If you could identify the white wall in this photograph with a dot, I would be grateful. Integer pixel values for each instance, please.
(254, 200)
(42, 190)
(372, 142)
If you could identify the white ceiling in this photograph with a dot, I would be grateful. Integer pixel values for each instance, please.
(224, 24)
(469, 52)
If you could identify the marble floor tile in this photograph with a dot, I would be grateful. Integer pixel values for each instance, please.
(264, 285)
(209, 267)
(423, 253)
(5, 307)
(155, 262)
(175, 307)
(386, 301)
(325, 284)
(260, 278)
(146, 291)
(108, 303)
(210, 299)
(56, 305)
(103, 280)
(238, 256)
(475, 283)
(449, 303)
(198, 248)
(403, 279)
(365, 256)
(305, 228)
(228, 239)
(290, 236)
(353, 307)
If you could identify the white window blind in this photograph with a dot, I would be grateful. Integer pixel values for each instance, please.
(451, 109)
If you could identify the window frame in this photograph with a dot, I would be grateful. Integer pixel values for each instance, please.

▬▬▬▬▬▬▬▬▬▬

| Instructions to follow |
Update the lines above by replacing "photograph" with "image" wherever it occurs. Leave everything else unchanged.

| Final answer |
If you could identify the white wall in this image with a dot, I would be grateful. Integer pixel values for each instance, please.
(254, 200)
(42, 190)
(372, 142)
If you could identify the white ceiling in this image with a dot, I would be grateful. Integer pixel values for each instance, please.
(224, 24)
(469, 52)
If you could identify the marble floor tile in this image with a dot, I would be grateful. Integer pixel values for each instance, please.
(264, 285)
(209, 267)
(423, 253)
(5, 307)
(155, 262)
(175, 307)
(386, 301)
(325, 284)
(260, 278)
(146, 291)
(108, 303)
(210, 299)
(56, 305)
(103, 280)
(238, 256)
(475, 283)
(449, 303)
(198, 248)
(403, 279)
(365, 256)
(305, 228)
(228, 239)
(290, 236)
(353, 307)
If you could identify the white window blind in this image with a dot, I would be grateful. Integer pixel values for each instance, please.
(451, 109)
If you could identify the window frame in this image with a dot, I would be grateful. Integer pixel values for each instance, please.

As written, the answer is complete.